SOURCE DATA

+ + + + +

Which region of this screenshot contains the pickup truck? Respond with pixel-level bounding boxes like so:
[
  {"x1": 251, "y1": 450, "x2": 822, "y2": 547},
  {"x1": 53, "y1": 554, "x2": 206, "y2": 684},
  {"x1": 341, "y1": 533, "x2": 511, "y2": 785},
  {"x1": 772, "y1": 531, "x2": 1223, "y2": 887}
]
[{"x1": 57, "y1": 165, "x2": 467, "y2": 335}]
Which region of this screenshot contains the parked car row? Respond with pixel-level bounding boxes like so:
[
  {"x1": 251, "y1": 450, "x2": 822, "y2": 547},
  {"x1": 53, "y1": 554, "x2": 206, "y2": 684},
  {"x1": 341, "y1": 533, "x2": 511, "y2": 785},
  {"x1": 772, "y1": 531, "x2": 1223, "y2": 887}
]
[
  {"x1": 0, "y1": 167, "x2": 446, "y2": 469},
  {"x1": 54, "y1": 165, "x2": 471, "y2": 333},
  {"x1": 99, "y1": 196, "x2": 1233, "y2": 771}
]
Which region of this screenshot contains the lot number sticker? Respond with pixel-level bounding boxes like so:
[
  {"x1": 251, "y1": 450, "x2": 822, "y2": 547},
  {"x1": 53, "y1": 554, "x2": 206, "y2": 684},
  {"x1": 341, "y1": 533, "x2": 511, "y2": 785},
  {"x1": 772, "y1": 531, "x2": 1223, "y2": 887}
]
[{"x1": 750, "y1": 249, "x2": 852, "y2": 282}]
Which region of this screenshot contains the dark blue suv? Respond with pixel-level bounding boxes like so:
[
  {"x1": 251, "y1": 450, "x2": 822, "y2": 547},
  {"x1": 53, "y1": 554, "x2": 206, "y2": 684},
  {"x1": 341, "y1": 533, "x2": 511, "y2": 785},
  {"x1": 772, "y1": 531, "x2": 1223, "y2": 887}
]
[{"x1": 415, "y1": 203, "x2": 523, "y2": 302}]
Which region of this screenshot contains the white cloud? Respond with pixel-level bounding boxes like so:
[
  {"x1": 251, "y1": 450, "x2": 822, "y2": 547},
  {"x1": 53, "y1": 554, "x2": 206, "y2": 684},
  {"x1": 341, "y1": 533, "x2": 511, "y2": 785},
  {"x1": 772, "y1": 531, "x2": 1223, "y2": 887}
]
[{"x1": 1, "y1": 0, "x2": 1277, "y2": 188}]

+ + + + +

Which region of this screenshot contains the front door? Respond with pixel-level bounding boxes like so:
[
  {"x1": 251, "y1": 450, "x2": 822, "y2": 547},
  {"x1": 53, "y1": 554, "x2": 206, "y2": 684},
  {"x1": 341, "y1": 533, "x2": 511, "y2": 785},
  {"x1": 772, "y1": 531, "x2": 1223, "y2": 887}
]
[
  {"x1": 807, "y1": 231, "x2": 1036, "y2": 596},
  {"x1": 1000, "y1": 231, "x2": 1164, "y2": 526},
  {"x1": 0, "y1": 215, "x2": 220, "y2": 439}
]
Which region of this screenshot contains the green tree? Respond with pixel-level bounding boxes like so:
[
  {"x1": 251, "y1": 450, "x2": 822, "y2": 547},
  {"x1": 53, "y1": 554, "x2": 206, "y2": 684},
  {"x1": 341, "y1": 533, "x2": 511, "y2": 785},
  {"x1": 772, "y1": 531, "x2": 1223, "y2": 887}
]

+ + + + +

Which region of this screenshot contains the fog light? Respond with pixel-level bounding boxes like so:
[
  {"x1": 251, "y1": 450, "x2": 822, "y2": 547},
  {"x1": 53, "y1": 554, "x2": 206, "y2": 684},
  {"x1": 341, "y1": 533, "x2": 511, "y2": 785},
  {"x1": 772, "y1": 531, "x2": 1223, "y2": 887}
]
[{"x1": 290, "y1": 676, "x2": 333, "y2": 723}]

+ + + + +

ACTIVITY
Return a copy of every line in the records that includes the string "screenshot".

EXERCISE RESPONSE
Which region of this screenshot contains the pickup truck? Respond with pixel-level bounding boxes like so:
Which region of this screenshot contains the parked car row? Respond with pixel-level bounding boxes like so:
Which region of this screenshot contains the lot number sticker? Respond with pixel-level bounding boxes like so:
Which region of this screenshot contains the dark blue suv? Respond with pixel-level bounding boxes like so:
Which region of this screenshot contains the white cloud? Respond with pixel-level bounding boxes like so:
Which region of this screenshot contains the front door? Respond with pixel-level bounding boxes like so:
Which region of this screenshot contains the green tree? Respond with pixel-level bounding boxes like so:
Which region of this screenshot contains the fog light? Respond with pixel-level bounding boxes like so:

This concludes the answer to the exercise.